┌─ Stored records

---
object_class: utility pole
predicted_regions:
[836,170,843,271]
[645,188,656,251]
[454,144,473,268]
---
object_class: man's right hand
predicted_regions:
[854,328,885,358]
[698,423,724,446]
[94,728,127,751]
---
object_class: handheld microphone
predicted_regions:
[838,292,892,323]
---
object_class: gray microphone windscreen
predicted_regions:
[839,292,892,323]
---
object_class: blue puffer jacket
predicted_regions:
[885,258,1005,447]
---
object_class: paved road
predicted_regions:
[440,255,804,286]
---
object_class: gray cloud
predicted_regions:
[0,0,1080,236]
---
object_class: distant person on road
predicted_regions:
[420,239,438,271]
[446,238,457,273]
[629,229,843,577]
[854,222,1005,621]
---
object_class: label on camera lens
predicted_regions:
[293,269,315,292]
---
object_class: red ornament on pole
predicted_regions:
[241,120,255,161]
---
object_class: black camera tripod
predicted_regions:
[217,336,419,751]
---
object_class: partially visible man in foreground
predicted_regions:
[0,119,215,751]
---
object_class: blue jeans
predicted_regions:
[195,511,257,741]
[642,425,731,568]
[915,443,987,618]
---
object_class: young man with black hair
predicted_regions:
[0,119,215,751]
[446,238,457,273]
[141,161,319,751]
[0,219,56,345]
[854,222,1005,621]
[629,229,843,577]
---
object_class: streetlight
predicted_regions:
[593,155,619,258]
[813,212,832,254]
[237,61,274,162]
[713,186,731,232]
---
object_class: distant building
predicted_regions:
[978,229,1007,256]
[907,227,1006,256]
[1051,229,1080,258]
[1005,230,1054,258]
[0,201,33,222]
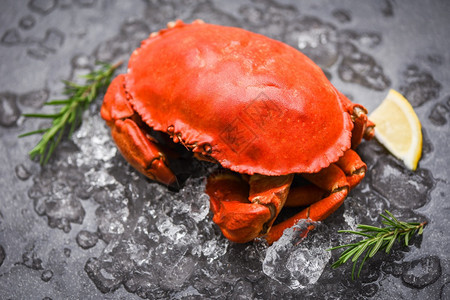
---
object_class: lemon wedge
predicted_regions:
[369,89,422,171]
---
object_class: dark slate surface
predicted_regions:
[0,0,450,299]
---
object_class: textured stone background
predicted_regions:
[0,0,450,299]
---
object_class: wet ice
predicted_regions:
[263,221,331,289]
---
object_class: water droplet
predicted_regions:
[19,89,50,108]
[76,0,97,7]
[64,248,72,257]
[440,282,450,300]
[22,245,44,270]
[0,245,6,267]
[76,230,98,249]
[339,30,381,48]
[0,92,21,127]
[71,54,92,69]
[41,270,53,282]
[15,164,31,180]
[369,158,434,209]
[40,28,65,52]
[27,46,50,60]
[120,20,150,41]
[381,0,395,17]
[239,5,264,25]
[285,17,339,68]
[338,43,391,91]
[382,262,404,277]
[402,256,442,289]
[332,9,352,23]
[1,28,21,46]
[19,15,36,30]
[28,0,57,15]
[428,103,450,126]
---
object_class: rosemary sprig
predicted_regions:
[19,61,122,165]
[328,210,427,279]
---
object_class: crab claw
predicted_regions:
[206,173,293,243]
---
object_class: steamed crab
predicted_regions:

└─

Stated task –
Pick out each line of the items above that contains the word "distant" and copy it. Case counts.

Task solution –
object_class: distant person on road
object_class: distant building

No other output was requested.